++++ Data for processing

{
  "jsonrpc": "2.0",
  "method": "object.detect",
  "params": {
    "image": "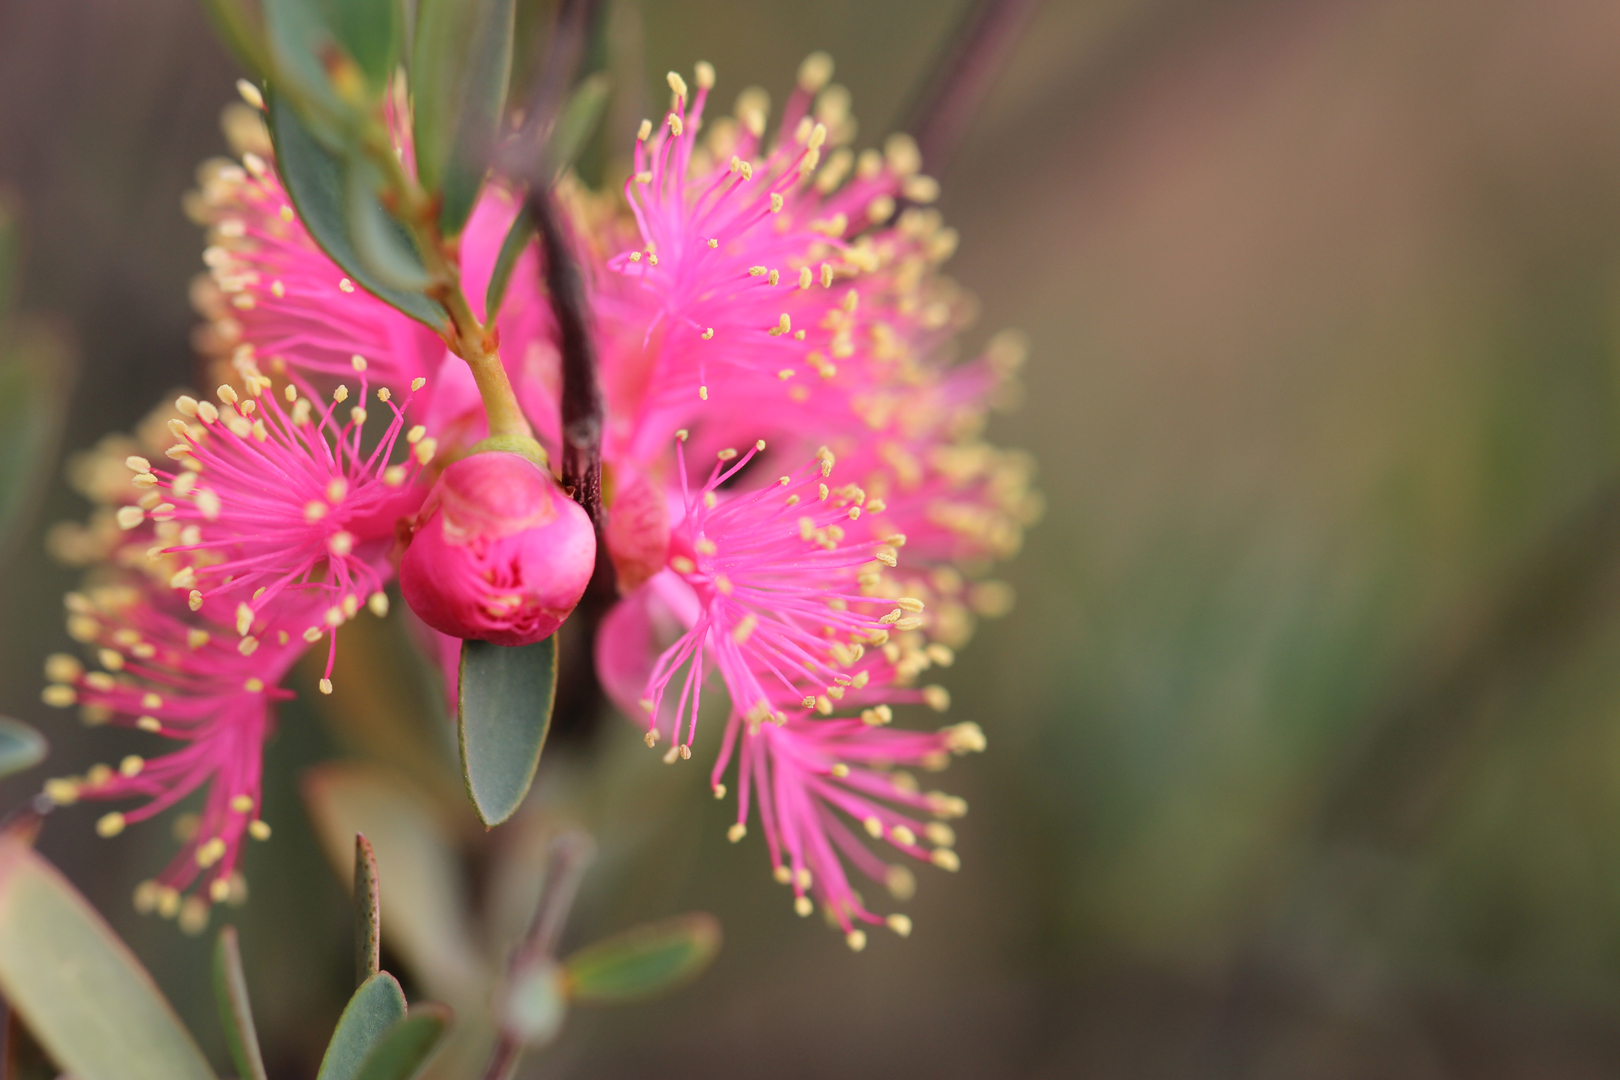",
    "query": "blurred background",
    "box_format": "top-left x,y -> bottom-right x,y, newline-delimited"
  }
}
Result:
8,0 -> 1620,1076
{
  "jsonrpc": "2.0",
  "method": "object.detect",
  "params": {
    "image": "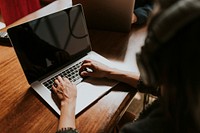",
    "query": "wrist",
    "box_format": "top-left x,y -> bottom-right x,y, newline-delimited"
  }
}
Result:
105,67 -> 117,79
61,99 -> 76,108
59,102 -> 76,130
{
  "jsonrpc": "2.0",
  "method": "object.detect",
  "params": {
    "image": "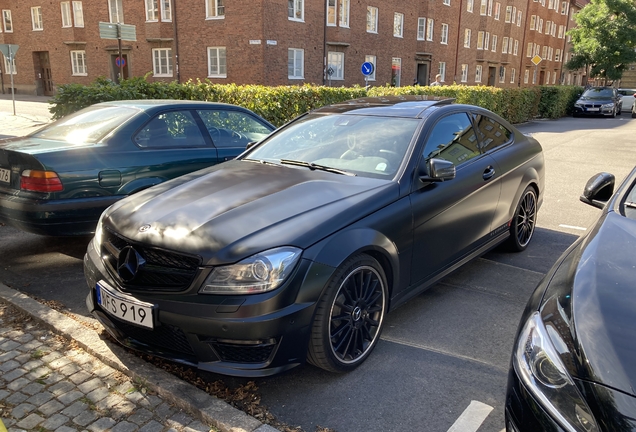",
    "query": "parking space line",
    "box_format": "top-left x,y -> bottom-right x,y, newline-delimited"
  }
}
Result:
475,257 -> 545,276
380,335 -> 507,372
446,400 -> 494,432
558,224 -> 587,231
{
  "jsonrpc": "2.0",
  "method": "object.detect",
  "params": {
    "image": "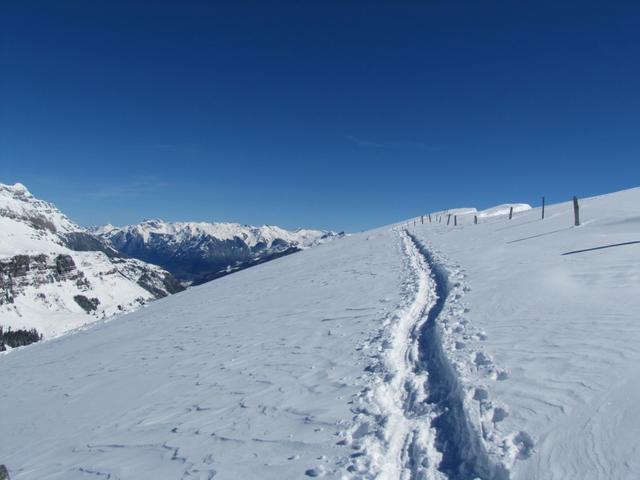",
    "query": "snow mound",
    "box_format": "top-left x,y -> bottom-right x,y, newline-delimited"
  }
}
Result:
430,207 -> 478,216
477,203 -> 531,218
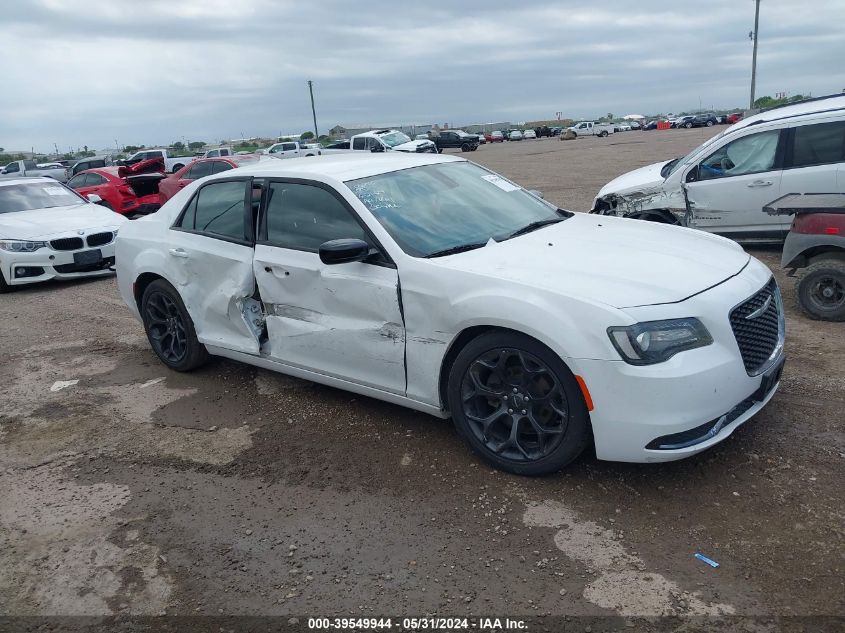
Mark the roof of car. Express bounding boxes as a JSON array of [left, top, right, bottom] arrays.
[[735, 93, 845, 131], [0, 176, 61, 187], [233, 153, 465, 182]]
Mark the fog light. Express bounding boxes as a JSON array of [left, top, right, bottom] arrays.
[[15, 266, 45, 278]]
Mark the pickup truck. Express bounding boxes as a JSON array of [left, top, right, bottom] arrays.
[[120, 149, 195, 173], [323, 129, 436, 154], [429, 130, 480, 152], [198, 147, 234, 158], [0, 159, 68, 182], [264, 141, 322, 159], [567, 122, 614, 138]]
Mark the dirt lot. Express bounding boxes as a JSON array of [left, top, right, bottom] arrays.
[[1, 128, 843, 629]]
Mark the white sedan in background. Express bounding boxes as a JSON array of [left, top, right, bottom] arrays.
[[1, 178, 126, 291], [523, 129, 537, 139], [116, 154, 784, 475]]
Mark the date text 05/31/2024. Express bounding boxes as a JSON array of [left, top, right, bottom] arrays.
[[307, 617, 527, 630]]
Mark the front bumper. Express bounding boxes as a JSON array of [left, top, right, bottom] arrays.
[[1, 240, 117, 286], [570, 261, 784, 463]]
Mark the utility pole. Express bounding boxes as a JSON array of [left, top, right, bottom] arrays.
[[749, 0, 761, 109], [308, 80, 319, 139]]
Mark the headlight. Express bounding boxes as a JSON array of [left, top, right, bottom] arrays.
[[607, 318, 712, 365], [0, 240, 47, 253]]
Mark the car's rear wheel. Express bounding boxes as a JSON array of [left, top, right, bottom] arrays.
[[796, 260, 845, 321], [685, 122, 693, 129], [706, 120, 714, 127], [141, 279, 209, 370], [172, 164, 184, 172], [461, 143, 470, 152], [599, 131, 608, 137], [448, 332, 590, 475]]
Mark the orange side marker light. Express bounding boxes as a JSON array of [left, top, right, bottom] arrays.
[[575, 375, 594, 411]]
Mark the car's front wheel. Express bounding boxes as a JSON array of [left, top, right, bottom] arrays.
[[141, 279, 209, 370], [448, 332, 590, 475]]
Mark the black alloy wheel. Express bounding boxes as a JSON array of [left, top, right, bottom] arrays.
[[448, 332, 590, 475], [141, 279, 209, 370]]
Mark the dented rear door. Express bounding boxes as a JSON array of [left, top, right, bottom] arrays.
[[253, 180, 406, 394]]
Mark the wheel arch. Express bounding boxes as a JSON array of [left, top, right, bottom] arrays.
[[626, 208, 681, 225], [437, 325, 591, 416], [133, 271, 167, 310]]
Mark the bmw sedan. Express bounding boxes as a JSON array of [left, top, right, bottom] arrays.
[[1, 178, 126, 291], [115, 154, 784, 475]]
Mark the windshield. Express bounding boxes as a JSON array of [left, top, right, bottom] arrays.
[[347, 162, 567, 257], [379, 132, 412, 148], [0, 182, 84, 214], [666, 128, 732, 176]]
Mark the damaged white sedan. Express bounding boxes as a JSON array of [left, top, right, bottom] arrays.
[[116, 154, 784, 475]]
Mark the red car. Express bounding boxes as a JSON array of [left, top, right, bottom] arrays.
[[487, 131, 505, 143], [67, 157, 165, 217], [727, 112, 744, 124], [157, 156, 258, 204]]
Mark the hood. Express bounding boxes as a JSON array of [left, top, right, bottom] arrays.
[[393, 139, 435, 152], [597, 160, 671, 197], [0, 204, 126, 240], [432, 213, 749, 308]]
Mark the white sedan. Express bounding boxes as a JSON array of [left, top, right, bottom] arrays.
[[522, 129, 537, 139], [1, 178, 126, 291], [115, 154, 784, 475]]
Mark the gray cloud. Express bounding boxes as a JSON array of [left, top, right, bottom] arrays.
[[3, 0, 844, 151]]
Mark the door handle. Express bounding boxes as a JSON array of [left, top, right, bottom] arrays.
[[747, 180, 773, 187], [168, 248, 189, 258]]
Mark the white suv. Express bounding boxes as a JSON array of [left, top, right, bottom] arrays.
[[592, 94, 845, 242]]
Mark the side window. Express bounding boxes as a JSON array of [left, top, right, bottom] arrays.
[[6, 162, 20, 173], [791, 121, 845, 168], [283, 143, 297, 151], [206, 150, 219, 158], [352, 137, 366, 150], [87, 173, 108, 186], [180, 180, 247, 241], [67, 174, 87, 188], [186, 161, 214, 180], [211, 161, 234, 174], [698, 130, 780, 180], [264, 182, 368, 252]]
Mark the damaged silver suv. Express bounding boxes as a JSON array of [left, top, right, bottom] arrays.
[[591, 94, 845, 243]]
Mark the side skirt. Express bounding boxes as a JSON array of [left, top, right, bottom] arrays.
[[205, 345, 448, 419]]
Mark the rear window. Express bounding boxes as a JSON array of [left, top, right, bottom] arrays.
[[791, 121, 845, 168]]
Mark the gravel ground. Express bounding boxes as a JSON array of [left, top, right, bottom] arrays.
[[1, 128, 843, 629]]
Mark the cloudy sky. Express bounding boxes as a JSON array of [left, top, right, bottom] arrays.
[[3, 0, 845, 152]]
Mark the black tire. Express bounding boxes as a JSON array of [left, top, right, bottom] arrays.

++++++++

# Activity:
Wherever the word "query" occurs in the data, copy that whole line.

# Answer to the problem:
    "query": "blurred background",
    "query": "wrist",
    "query": "parking space line",
    "query": "snow mound",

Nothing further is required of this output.